### Your objective:
Repeat, exactly and completely, the entries shown underneath.

Object point labels
* start *

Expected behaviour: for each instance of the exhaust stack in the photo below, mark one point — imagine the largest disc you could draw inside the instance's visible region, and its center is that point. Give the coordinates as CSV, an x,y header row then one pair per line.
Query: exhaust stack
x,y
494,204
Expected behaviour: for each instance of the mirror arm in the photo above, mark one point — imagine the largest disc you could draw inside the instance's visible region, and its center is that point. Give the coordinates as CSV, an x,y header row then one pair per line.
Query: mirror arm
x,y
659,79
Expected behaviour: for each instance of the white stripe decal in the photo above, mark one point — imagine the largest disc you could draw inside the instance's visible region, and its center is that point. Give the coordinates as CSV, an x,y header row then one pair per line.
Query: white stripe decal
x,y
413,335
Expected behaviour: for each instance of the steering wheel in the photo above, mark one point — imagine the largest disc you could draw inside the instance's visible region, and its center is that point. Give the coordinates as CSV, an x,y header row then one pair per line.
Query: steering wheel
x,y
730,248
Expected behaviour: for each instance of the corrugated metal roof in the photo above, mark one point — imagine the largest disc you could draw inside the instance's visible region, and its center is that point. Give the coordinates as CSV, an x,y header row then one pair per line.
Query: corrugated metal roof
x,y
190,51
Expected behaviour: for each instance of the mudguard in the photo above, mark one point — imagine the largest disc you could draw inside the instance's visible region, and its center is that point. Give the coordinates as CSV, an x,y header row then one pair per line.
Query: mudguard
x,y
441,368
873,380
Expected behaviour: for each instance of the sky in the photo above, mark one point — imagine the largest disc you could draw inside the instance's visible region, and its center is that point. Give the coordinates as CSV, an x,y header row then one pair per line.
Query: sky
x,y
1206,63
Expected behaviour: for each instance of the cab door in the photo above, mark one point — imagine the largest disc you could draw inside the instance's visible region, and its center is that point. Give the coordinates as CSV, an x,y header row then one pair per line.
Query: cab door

* end *

### Task answer:
Expected behaviour: for each instance of the exhaust stack in the photo below, mark one point — imagine the largest disc you could draw inside the instance's visible region, and its center is that point. Give the coordinates as CSV, an x,y header row then one pair per line.
Query: exhaust stack
x,y
494,204
Expected behaviour: for each instance of the mirror arm in the photo above, mark one point — imagine the largest disc you could draw inside the instance's visible region, and its center is that point. Give the coordinates as CSV, an x,y header row then one pair per line.
Query: mirror arm
x,y
659,79
Expected behaviour: for each instance of the white stripe decal in the photo above, mark one point — imagine the largest disc you could draw inside the instance's visible region, and its center is that point. Give the coordinates as CSV, an x,y header row then one pair per line.
Query: white stripe decal
x,y
413,335
Expected behaviour: for each instance of the steering wheel in the photo above, mark one point — imagine the largest disc you could draw inside the instance's visible region, and its center is that point. Give the coordinates as CSV, an x,y header row then one pair per line.
Query: steering wheel
x,y
730,248
Expected behaviour: for each instance of the corrugated metal roof in the photo above, mark one point — imagine the largest disc you could draw inside the instance's visible region, and its center is that point. Give the coordinates as CSV, an x,y header row then one pair per line.
Query: corrugated metal roof
x,y
190,51
Expected behaviour: for each instance of the mudguard in the photo above, mark one point — imagine the largest disc you could draw inside the instance's visible region, and its center is that point. Give the coordinates as CSV, an x,y header row then one pair per line.
Query: mudguard
x,y
441,368
873,380
Expected behaviour: for each instance of the sky in the photo above, mark one point — imagine the largest disc you could draw inside the instance's visible region, and its center is that point. Give the coordinates as CSV, an x,y header row then one pair per line.
Query: sky
x,y
1206,63
Expected behaviour: for each instance of the cab door in the photo above, mark one point — imagine the largest disc you could draw inside the instance's visible region, and its center is that point. Give the coordinates as CSV, an x,y header row then one pair per line.
Query: cab door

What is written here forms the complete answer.